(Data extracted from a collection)

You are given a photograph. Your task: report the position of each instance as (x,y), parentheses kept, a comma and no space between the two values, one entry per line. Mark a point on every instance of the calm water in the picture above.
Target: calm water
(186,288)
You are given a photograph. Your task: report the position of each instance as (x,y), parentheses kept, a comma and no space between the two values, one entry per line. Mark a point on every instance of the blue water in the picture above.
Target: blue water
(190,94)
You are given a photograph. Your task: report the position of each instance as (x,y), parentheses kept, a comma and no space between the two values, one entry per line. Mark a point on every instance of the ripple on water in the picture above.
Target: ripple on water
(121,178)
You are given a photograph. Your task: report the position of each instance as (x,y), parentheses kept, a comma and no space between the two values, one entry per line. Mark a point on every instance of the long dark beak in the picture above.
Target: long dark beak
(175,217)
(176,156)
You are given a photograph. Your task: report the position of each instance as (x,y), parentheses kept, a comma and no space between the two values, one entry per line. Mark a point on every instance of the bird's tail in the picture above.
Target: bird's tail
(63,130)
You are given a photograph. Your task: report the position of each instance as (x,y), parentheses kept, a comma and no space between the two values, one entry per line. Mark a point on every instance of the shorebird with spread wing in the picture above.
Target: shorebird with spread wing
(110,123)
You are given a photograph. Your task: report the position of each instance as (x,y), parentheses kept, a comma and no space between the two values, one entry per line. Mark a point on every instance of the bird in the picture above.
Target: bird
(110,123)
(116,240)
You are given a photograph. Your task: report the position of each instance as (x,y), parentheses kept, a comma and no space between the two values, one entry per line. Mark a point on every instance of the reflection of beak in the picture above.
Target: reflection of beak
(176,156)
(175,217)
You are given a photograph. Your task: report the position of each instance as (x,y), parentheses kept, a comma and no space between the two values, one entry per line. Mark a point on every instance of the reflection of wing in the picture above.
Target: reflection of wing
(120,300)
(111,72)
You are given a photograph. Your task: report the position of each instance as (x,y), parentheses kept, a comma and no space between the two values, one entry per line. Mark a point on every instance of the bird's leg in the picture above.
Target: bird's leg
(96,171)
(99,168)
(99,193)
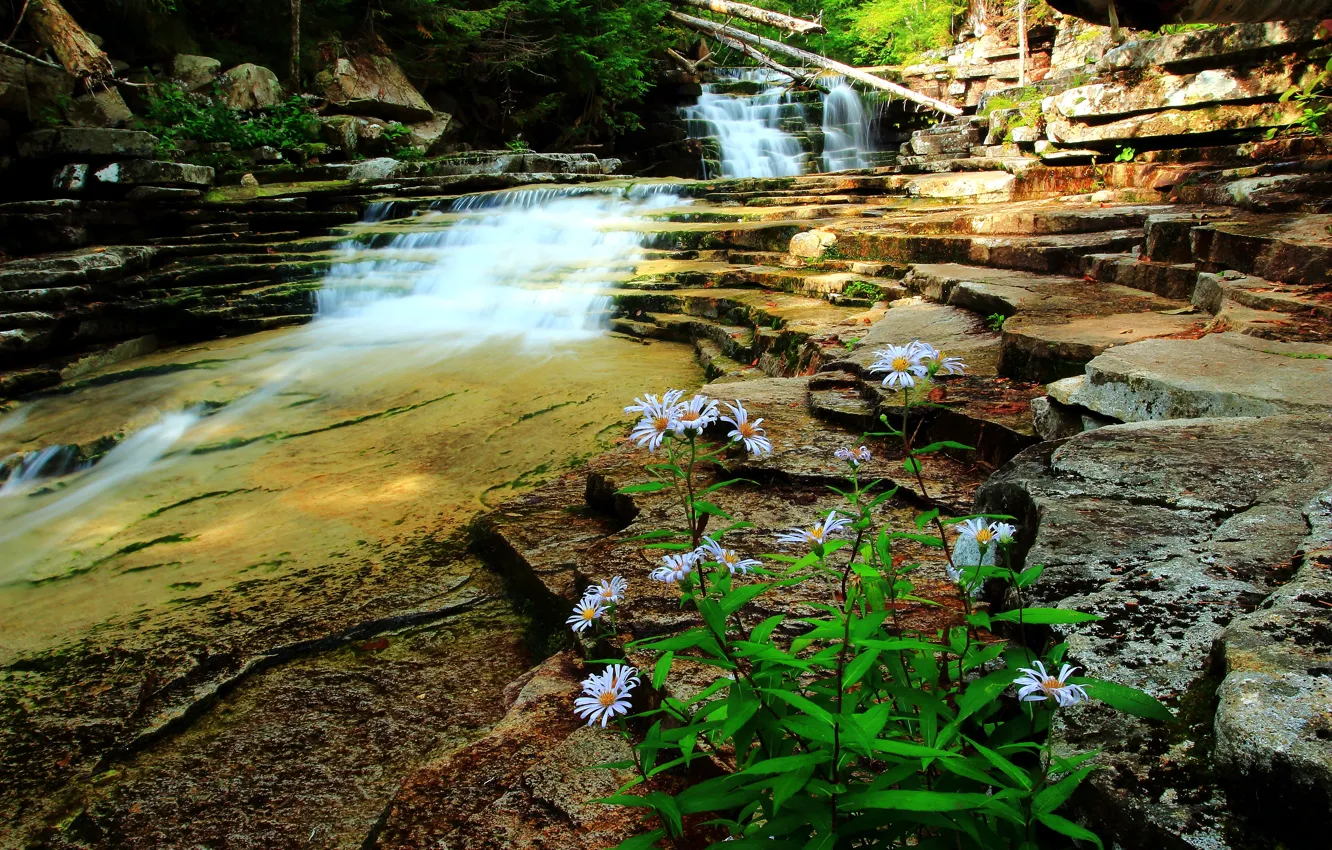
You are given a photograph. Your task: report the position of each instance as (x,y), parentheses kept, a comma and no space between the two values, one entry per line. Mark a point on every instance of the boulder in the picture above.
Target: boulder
(1216,376)
(71,179)
(1106,100)
(341,131)
(29,88)
(87,143)
(249,87)
(100,108)
(1222,41)
(426,135)
(195,72)
(1180,536)
(161,173)
(1226,117)
(372,84)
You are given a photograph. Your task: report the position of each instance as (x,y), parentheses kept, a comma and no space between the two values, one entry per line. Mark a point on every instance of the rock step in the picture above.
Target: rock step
(1054,255)
(1052,325)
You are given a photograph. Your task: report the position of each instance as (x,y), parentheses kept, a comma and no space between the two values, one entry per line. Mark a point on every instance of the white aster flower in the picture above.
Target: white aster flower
(1035,685)
(674,568)
(606,694)
(818,533)
(695,415)
(588,609)
(652,429)
(978,530)
(713,550)
(750,433)
(649,405)
(609,590)
(854,456)
(903,365)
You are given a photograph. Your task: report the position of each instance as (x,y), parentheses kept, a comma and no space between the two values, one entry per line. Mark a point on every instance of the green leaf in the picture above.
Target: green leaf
(913,801)
(942,444)
(1067,828)
(1124,698)
(646,486)
(709,508)
(669,812)
(1044,616)
(1055,796)
(662,669)
(858,668)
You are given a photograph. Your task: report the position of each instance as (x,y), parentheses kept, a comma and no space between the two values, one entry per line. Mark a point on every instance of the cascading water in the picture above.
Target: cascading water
(522,272)
(747,128)
(528,265)
(847,129)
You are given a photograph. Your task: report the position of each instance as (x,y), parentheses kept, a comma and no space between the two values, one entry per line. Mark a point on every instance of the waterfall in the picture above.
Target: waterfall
(525,268)
(847,129)
(530,265)
(747,128)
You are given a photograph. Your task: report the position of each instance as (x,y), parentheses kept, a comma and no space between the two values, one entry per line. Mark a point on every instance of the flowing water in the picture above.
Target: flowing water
(457,357)
(765,135)
(747,128)
(847,129)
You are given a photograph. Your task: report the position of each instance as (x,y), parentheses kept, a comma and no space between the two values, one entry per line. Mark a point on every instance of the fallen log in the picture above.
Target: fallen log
(63,36)
(814,59)
(805,79)
(757,15)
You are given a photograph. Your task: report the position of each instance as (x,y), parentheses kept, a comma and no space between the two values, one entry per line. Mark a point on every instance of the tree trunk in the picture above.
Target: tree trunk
(61,33)
(814,59)
(763,60)
(296,47)
(757,15)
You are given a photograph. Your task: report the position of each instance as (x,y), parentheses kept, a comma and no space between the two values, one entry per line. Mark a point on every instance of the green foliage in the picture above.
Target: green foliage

**TASK STATEMENT:**
All of the data should come back exactly as written, but without pictures.

**ANSWER:**
You are given a photograph. Your task: report the position of each instance as (x,y), parentheses kept, a comma and no space between the two values, one entry per line. Mark a point on every instance of the calm water in the picture above.
Target: calm water
(186,288)
You are given a photograph. Your task: report the position of each instance as (x,y), parentheses kept, a comma and no space between the two values, one entry per line. Mark a point on every instance of the blue water in the picture above.
Target: blue water
(190,94)
You are given a photograph. Your task: report the position of each instance as (x,y), parentheses kept, a comma and no space between the two values, one entry per line. Mark a point on every instance of the ripple on water in the picture above.
Target: ripple on water
(121,178)
You are given a photograph. Your task: report the position of each instance as (x,y), parentheses kept, a comma and no space between the two values, one entry per line. Mark a point on every instance of the long dark beak in the picture above.
Target: long dark beak
(175,217)
(176,156)
You are given a photograph. Your task: report the position of each instance as (x,y), parentheses kept, a comma and no space between the two values, one entry per line. Mark a point on every instance of the bird's tail in the picture above.
Target: bird's tail
(63,130)
You are given a photograph. Your task: report the position of each instance as (x,y), parentheses kept, a comma and no space between the two values, one entry per line. Mark a point on every instance of the shorebird with spread wing in the picture above.
Target: shorebird with spread wing
(110,123)
You are given a photograph. Your task: report the position of each instance as (x,y), parentheses kept, a comma and no space between the two values, one entry per line. Mark a point on every instance of the bird in the picture above.
Target: bird
(110,123)
(116,240)
You are given a photograph. Your task: report the position of each instance as (x,y), parentheses kept, a comma and no space between the two values, one entry per line. Mark a point on every instance of the reflection of beak in the picture above.
Target: reflection of beak
(176,156)
(175,217)
You are given a photograph. Your task: report the position of each instance as (x,y), parentheses kept, a comma and no space between the two values, one entry per line. Mark a point on every instance of the reflection of wing in the picture above.
Target: reflection of wing
(120,300)
(111,72)
You are given a photograph. Your task: report the position of each instance as (x,y), parentheses kept, a comma and no space between the two values, one entry per line. Mark a point on every instance of the bird's leg in the picture above.
Target: bird's leg
(96,171)
(99,168)
(99,193)
You are given a photograph. Your task: report the position of each instance as (x,y), parentheses kept, a comma and no space between the two values, one entry per line. Mark a point on every instance of the boulder in the picture above.
Target: boulder
(1216,376)
(71,179)
(1106,100)
(341,131)
(29,88)
(87,143)
(249,87)
(100,108)
(1222,41)
(426,135)
(195,72)
(1180,536)
(161,173)
(1226,117)
(372,84)
You are given a photograph. Your task: report the position of each instance as (x,y), parentheses kept, a comma and no space between the two values, one entry per line. Mark a point on every instance of the rock step in the picture above.
Target: rock step
(1054,255)
(1052,325)
You are given a photograph. Your task: report the position of each instance as (x,y), parentheses kept, a comma and no space between the two values, one entry per line. Mark a point on every instance of the white aster flower in the picture above.
Target: white aster flower
(1035,685)
(674,568)
(606,694)
(818,533)
(695,415)
(588,609)
(652,429)
(978,530)
(713,550)
(750,433)
(649,405)
(609,590)
(854,456)
(903,365)
You are given a photograph. Your task: report the position of each instance as (x,y), parentheses kept, a comma and no space between the two values, one entry per line. Mark a point on every instance of the green leaf in the picture above.
Target: green leaf
(913,801)
(942,444)
(1067,828)
(1124,698)
(646,486)
(709,508)
(669,812)
(1044,616)
(1055,796)
(662,669)
(858,668)
You are given a photograph. Your task: report the position of each instance as (x,y), parentheses kept, a comma and no space between the two values, one entry per line. Mark a point on every instance of the cascading water in the picture above.
Target: cascading water
(522,272)
(747,128)
(528,265)
(847,129)
You are given a photograph. Your task: report the position of each instance as (x,y), parentheses kept, a comma and no space between the two values, one entry per line. Mark a point on every instance of the waterfall in the picture above.
Target: waterfall
(525,268)
(847,129)
(530,265)
(747,128)
You are given a photograph. Your task: report the position of each instance as (x,y), parentheses kept, a comma and no space between the two values, one entry per line. Mark a point on every instance of the flowing water in the picture above.
Target: flowing water
(457,357)
(765,135)
(747,128)
(847,129)
You are given a photograph. Your task: report the position of each instance as (x,y), parentheses kept, a comma and no space between the two values, one entry per line. Mark a point on every instance of the fallen log in the picture above.
Target: fallen log
(63,36)
(814,59)
(805,79)
(757,15)
You are given a photograph. Your task: report the position of each instance as (x,y), parentheses kept, a comma and no space between the two values, one entry per line. Mark a point on every instance of the tree trunk in the picture above.
Target: tree trunk
(61,33)
(814,59)
(763,60)
(296,47)
(757,15)
You are given a photograph. Your task: report the position of each instance as (x,y), parentheses kept, a comma and no space between the two values, one entry per line. Mark a point on every instance of the green foliage in the picture above.
Target: green foliage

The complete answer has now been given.